--- RECORDS FOR PROCESSING Enclosed Below ---

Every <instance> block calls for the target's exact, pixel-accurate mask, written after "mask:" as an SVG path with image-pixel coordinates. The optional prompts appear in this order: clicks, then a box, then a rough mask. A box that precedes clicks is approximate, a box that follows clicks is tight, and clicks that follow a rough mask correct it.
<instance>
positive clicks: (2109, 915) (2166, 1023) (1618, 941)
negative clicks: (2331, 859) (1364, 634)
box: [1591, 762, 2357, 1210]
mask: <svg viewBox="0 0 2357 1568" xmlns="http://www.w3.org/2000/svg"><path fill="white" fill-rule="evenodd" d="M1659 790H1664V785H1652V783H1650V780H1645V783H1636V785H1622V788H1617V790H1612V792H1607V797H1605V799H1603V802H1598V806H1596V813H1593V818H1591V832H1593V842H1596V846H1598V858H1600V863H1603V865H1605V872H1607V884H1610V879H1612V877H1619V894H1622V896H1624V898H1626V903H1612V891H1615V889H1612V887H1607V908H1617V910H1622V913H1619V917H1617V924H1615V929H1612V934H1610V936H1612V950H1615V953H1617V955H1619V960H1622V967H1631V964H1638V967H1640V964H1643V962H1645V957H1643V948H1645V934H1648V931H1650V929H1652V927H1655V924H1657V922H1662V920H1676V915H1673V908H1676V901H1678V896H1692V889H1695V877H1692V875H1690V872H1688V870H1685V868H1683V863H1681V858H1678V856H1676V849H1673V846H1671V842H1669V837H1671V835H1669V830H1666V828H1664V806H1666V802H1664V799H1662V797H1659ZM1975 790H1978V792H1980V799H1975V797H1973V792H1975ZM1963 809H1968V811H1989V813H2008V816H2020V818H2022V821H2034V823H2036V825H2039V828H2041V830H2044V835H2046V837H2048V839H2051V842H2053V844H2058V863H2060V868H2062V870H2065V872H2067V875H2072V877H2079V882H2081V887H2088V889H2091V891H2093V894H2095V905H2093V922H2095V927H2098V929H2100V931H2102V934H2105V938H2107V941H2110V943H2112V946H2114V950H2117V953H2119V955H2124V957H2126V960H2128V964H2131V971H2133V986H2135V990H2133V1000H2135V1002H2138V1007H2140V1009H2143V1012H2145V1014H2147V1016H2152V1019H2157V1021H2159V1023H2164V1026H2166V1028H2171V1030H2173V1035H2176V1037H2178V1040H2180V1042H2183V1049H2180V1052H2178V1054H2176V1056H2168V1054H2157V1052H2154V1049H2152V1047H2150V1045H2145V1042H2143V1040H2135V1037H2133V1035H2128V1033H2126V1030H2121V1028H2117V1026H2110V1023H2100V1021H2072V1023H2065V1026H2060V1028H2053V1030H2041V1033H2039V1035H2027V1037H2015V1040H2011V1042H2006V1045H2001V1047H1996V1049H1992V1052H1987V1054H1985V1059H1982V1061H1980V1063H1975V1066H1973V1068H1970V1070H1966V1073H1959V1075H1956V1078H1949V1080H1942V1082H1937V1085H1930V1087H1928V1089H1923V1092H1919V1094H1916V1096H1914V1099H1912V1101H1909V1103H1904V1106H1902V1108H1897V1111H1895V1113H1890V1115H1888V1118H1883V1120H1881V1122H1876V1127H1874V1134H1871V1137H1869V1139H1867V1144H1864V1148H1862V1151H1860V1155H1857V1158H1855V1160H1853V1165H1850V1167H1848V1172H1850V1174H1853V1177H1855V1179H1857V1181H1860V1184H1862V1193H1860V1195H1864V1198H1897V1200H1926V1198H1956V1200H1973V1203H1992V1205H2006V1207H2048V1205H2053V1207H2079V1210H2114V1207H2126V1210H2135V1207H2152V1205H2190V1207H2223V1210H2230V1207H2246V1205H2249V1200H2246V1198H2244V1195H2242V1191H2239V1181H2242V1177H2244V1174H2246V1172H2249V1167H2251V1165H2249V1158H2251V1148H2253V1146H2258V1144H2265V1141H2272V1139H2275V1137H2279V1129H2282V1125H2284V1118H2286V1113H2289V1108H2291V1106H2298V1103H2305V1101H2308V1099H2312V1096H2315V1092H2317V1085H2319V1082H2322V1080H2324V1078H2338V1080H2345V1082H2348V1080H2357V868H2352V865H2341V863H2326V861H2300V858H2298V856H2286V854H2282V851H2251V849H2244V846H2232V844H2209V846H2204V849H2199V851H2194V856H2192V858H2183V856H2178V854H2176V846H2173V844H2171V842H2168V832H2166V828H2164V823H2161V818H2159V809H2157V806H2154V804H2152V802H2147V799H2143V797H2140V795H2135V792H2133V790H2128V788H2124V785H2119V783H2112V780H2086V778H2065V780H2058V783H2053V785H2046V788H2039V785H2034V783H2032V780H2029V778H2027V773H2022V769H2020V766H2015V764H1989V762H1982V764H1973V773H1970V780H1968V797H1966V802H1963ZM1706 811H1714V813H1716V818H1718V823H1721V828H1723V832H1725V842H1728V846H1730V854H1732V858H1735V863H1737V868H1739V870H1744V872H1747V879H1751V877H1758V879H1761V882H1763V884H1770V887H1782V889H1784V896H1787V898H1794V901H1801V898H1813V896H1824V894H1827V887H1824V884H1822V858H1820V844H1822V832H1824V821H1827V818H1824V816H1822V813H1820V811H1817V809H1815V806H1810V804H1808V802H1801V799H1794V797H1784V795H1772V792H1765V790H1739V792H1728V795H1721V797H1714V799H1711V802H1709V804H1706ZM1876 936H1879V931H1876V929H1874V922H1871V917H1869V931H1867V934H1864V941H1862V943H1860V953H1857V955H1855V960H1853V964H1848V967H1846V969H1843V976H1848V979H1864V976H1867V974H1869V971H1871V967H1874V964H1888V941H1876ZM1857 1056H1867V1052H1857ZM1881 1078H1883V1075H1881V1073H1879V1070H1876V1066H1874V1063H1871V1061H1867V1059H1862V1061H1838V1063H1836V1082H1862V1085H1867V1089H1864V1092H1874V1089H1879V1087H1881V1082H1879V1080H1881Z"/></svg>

--- End of Enclosed RECORDS FOR PROCESSING ---

» **TASK**: Display each line of the data where "instance" occurs.

» **ANSWER SECTION**:
Every <instance> block calls for the target's exact, pixel-accurate mask, written after "mask:" as an SVG path with image-pixel coordinates. The optional prompts appear in this order: clicks, then a box, then a rough mask. A box that precedes clicks is approximate, a box that follows clicks is tight, and clicks that follow a rough mask correct it.
<instance>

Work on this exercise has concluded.